• _Quoted passage_:
Absentee voters who died before Election Day will still have their ballots counted in 10 states, but Wisconsin is not one of them.
Seventeen states, including Wisconsin, specifically prohibit dead people’s votes from being counted. Twenty-three states do not have laws on the books.
“Absentee ballots are not considered cast until Election Day,” according to the Wisconsin Elections Commission. “If the voter is deceased at the time the absentee ballot is being processed at the polling place, the ballot cannot be counted.”
There is no guarantee someone will be removed from voter rolls as soon as they die, but there are several mechanisms for local and state election officials to monitor deaths, according to Elections Commission spokesman Reid Magney. Voter records are updated “all the time” using death certificates from the Wisconsin Department of Health Services, obituaries, death notices, and “other credible information,” Magney wrote in an email to UpNorthNews.
“When the clerk marks a voter as deceased, the voter’s name will no longer appear on the poll book that is printed a few days before the election,” Magney wrote. “If a voter’s name isn’t on the poll list, the poll workers cannot count an absentee ballot from that voter on Election Day.”
State law prohibits election officials from counting absentee ballots until Election Day—something a bipartisan group of lawmakers ranging from Republican Sen. Ron Johnson to the Democratic Milwaukee Common Council has unsuccessfully lobbied the GOP-controlled Legislature to change as absentee votes pile up in local clerks’ offices in the wake of a surge in mailed votes due to the coronavirus pandemic.

• _Work required_: Please copy the text about counting ballots from deceased absentee voters in full, word for word. The rows below have no connection to the text about absentee ballots.

• _Records shown_:
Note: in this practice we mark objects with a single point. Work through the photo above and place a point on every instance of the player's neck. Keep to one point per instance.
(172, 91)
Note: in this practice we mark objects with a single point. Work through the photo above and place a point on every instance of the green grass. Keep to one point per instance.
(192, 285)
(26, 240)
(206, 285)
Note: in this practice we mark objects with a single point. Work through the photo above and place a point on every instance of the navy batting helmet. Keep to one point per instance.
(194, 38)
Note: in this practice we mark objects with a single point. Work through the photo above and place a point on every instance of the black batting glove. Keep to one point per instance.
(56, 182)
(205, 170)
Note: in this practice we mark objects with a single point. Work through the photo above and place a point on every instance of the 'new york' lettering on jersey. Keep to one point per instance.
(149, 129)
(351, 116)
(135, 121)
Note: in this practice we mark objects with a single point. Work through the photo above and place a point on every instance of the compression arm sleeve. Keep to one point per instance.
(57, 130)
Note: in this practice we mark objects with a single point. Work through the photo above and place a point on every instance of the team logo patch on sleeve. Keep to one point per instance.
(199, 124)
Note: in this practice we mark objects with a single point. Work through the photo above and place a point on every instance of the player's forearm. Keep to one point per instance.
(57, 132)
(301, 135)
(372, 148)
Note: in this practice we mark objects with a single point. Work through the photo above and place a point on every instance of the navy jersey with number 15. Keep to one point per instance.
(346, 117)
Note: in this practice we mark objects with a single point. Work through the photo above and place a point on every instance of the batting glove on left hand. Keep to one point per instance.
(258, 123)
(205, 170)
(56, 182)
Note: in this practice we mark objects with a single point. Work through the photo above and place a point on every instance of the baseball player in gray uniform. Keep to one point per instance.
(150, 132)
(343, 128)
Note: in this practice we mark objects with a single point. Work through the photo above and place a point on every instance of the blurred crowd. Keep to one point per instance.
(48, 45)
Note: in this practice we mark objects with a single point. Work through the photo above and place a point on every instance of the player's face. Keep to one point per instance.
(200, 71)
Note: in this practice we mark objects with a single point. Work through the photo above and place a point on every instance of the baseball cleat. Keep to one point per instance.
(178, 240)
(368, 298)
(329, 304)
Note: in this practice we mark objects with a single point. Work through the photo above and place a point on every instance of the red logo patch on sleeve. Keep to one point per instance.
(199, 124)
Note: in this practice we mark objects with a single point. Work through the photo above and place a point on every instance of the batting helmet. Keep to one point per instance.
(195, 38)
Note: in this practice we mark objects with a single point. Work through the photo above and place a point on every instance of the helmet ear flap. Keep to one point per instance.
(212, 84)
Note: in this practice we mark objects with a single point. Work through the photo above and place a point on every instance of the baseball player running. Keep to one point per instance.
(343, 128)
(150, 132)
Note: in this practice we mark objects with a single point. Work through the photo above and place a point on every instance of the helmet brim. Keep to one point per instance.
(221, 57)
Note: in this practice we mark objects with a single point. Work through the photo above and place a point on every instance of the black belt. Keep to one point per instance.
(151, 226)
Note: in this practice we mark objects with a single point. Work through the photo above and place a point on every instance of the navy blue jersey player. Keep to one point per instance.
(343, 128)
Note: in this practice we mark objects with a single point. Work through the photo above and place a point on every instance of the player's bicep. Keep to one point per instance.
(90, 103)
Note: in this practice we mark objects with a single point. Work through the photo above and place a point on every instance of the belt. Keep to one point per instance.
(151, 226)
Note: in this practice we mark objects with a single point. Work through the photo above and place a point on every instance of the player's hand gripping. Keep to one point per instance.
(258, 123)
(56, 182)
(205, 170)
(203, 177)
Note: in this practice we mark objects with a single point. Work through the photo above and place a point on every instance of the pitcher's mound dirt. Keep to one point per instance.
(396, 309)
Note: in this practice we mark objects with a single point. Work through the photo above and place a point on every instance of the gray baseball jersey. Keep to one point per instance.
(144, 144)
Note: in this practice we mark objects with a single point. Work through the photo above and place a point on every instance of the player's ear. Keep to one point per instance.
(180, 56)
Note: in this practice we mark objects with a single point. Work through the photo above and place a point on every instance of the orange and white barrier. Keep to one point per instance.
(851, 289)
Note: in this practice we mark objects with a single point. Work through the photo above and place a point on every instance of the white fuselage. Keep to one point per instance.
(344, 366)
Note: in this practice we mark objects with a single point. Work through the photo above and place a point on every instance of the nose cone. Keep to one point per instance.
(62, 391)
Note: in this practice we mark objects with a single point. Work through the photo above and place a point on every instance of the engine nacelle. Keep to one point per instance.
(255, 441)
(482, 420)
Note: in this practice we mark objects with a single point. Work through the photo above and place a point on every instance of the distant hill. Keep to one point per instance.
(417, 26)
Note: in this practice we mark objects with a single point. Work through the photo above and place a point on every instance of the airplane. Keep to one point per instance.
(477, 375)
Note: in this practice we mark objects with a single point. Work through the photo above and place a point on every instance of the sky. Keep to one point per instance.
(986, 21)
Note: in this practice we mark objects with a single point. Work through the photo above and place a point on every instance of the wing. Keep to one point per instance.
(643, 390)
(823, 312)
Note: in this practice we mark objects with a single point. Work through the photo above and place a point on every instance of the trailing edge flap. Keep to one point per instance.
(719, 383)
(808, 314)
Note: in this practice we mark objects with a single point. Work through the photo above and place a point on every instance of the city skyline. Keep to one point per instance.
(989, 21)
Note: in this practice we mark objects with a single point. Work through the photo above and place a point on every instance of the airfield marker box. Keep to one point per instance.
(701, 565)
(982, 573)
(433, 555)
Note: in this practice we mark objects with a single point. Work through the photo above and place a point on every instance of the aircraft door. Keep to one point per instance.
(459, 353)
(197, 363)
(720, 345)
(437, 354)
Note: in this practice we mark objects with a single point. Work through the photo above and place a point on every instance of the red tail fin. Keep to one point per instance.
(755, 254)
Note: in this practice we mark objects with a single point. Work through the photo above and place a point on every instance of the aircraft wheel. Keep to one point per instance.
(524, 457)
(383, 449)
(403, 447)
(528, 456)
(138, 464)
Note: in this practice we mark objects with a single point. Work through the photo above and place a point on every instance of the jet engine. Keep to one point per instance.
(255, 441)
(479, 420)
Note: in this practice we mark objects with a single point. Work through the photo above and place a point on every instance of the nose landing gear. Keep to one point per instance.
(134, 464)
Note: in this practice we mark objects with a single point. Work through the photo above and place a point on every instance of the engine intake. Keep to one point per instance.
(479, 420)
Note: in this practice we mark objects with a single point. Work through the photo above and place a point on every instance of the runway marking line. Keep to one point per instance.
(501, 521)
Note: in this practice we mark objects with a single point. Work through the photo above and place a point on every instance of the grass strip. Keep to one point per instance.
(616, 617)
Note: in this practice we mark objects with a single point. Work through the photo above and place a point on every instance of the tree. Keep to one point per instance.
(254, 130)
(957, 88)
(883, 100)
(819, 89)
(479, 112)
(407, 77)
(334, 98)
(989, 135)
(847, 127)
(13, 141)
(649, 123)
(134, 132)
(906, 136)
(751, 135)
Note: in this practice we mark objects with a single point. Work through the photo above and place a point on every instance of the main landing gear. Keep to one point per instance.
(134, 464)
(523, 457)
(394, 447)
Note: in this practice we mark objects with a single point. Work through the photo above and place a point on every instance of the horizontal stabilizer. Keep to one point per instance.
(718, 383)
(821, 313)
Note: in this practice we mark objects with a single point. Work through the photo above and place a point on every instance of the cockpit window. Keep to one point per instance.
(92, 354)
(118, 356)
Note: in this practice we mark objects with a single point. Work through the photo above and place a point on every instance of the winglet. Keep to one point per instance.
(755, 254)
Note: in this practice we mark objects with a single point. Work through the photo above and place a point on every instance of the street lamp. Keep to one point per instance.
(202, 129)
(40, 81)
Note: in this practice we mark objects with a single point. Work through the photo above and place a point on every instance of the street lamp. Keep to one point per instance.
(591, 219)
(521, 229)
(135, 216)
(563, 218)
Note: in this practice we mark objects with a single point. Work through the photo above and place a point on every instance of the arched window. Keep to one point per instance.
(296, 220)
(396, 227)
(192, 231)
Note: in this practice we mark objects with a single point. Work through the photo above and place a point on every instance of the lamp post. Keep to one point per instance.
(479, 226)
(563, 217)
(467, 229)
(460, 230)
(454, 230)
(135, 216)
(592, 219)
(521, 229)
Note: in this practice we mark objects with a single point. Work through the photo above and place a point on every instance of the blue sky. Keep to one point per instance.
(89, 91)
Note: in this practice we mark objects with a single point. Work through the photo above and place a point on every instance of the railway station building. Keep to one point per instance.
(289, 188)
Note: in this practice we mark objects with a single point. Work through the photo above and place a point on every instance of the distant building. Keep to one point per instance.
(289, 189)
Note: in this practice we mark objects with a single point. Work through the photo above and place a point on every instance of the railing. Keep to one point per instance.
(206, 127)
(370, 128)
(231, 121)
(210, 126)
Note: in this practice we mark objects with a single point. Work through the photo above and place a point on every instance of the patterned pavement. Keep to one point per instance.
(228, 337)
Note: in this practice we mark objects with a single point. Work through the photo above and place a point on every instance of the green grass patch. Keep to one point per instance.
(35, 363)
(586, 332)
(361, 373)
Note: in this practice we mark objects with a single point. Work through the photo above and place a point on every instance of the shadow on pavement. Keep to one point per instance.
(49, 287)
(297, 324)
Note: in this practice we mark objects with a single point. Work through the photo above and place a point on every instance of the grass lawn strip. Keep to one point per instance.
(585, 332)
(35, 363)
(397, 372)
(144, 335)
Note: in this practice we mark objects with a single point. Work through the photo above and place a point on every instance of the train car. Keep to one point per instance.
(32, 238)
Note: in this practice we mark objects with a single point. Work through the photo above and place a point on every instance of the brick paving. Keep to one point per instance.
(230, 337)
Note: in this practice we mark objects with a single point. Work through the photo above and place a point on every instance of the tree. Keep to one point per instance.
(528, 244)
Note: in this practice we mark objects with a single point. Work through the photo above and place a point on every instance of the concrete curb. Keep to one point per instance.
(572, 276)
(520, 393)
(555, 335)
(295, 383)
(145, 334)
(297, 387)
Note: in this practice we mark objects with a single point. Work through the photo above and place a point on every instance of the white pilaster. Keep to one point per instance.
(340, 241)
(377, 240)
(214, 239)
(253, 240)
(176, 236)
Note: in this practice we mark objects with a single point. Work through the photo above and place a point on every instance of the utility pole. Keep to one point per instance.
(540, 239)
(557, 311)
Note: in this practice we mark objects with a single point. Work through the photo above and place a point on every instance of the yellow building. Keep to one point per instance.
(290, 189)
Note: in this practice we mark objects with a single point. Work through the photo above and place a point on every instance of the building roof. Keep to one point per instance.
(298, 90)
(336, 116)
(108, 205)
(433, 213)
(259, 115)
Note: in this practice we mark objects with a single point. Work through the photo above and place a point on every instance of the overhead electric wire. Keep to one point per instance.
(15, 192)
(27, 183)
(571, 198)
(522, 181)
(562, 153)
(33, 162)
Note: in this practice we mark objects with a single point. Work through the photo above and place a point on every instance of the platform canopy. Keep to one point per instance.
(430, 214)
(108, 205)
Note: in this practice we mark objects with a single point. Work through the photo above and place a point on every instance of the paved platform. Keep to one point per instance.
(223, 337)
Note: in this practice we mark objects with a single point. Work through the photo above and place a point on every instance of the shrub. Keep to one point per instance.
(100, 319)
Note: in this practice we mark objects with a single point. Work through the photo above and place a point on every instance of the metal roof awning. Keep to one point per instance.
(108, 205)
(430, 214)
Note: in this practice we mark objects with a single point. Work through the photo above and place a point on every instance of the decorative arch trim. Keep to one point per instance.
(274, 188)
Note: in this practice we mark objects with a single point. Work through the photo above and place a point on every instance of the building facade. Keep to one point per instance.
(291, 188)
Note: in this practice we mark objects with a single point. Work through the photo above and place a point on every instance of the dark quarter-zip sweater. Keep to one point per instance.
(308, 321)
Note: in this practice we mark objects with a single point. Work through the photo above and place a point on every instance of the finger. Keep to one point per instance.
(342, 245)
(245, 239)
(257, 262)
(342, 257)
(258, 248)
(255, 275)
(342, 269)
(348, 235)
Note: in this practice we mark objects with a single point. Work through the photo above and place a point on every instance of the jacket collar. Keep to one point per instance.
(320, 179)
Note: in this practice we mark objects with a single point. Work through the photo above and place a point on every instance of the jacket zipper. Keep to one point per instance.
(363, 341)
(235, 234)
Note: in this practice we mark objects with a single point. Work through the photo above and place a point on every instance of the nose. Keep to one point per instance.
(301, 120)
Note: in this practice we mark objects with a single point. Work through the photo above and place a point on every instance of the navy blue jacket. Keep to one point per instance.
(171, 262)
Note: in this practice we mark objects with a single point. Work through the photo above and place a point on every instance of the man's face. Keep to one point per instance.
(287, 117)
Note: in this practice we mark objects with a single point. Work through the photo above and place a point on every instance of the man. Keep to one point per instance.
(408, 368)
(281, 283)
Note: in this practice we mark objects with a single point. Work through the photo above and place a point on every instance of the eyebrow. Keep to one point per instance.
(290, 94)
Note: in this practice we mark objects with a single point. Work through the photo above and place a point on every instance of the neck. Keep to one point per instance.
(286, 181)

• _Task answer_:
Absentee voters who died before Election Day will still have their ballots counted in 10 states, but Wisconsin is not one of them.
Seventeen states, including Wisconsin, specifically prohibit dead people’s votes from being counted. Twenty-three states do not have laws on the books.
“Absentee ballots are not considered cast until Election Day,” according to the Wisconsin Elections Commission. “If the voter is deceased at the time the absentee ballot is being processed at the polling place, the ballot cannot be counted.”
There is no guarantee someone will be removed from voter rolls as soon as they die, but there are several mechanisms for local and state election officials to monitor deaths, according to Elections Commission spokesman Reid Magney. Voter records are updated “all the time” using death certificates from the Wisconsin Department of Health Services, obituaries, death notices, and “other credible information,” Magney wrote in an email to UpNorthNews.
“When the clerk marks a voter as deceased, the voter’s name will no longer appear on the poll book that is printed a few days before the election,” Magney wrote. “If a voter’s name isn’t on the poll list, the poll workers cannot count an absentee ballot from that voter on Election Day.”
State law prohibits election officials from counting absentee ballots until Election Day—something a bipartisan group of lawmakers ranging from Republican Sen. Ron Johnson to the Democratic Milwaukee Common Council has unsuccessfully lobbied the GOP-controlled Legislature to change as absentee votes pile up in local clerks’ offices in the wake of a surge in mailed votes due to the coronavirus pandemic.